▸ **PASSAGE FOR REVIEW**
- Opening Delimiter -

First, apologies to Alan Weir and all his fans who are impatiently awaiting the next episode of my stalled discussion of his book. I will get back to it, but I have been distracted over the last couple of weeks by various events, both in good ways and in less enlivening ways.
On the debit side, it now seems definite that I’m going to get replaced on retirement by someone remote from anything to do with logic, even very broadly construed (that’s assuming I eventually get replaced at all). Difficult not to get a bit depressed by such developments, about which no doubt more anon. Let’s just say it’s a very great pity, given the flourishing of logicky enterprises here, that we aren’t able to back success.
On the plus side, one distraction has been starting a close-reading of Kaye’s classic Models of Peano Arithmetic for our math logic reading group (I know the book a bit, of course, but it is different when you have to give presentations to a seminar on what exactly is going on and why). Another distraction — more time consuming but still enjoyable — was the recent annual grad conference here in the philosophy of logic and mathematics. The format is that, apart from the keynote speakers, grads from various places give papers, and locals give responses. I was replying to a nice talk by Giacomo Turbanti on modality in Brandom’s semantics, which forced me to do an amount of reading up, because I wanted to give a scene-setting talk to help those who hadn’t come across Brandom’s project before. In retrospect, having had the chance to think a bit more, I realize what I said wasn’t spot on in certain respects, so I won’t post my talk here as I was planning. But here’s one general comment I stand by, and one techie query for anyone who knows about this stuff.
The comment is this. The familiar inferentialist approach to the logical operators takes as its setting a standard consequence relation, and then adds introduction rules for the operator O which tell us when we are canonically entitled to assert a sentence with O dominant. Then we are supposed to locate the harmonious elimination rule which enables us get from a sentence with O dominant to wherever we could have got from its canonical grounds. Now, this kind of inferentialist approach to characterizing the logical operators by their introduction and harmonious elimination rules delivers intuitionistic logic but not full classical negation. Or so the usual story goes, as worked out in the hands of Prawitz, Dummett and Tennant. Brandom, though, claims that his brand of incoherence-based inferentialism does deliver classical logic. How does he pull a classically shaped rabbit out of an inferentialist hat?

- Closing Delimiter -

▸ **THE TASK**
Copy out the part of the blog post that runs from "First, apologies to" through "to back success.", swapping "retirement" for "departure". The entries after this point are separate material, unconnected to the blog post.

▸ **INPUT DATA**
- Opening Delimiter -

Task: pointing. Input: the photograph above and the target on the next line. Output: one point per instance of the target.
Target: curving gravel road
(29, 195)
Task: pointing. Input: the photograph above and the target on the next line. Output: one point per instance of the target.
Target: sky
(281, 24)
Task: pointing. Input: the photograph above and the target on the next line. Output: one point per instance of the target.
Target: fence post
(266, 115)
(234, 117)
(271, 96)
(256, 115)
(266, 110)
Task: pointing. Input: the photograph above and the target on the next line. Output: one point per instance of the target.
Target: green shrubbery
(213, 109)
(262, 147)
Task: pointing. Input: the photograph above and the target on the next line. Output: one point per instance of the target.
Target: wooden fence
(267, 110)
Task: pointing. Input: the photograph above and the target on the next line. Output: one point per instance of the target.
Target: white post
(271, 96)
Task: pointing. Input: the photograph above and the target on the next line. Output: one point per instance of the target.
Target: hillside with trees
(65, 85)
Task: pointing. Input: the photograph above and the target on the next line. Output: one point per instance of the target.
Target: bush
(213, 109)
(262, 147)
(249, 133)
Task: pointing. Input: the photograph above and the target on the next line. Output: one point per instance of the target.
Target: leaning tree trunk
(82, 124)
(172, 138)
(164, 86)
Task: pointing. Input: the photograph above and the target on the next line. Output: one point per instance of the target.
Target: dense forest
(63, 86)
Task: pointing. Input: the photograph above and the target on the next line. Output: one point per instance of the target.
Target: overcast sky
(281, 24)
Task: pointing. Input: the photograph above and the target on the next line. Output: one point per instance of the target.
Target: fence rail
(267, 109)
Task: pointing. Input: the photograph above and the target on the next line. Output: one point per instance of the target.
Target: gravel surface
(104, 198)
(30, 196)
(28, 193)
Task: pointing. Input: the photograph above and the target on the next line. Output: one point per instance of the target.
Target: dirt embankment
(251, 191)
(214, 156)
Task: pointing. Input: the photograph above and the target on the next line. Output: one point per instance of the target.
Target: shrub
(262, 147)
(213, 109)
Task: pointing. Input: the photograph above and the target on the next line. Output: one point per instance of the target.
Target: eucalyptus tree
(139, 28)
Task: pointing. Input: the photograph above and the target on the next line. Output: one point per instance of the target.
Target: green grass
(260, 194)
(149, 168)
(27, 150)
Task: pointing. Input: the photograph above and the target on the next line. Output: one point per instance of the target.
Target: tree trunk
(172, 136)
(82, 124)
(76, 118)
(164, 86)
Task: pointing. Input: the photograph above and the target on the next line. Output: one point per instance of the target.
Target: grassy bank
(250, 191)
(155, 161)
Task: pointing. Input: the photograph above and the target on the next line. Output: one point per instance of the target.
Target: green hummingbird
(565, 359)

- Closing Delimiter -

▸ **WRITTEN ANSWER**
First, apologies to Alan Weir and all his fans who are impatiently awaiting the next episode of my stalled discussion of his book. I will get back to it, but I have been distracted over the last couple of weeks by various events, both in good ways and in less enlivening ways.
On the debit side, it now seems definite that I’m going to get replaced on departure by someone remote from anything to do with logic, even very broadly construed (that’s assuming I eventually get replaced at all). Difficult not to get a bit depressed by such developments, about which no doubt more anon. Let’s just say it’s a very great pity, given the flourishing of logicky enterprises here, that we aren’t able to back success.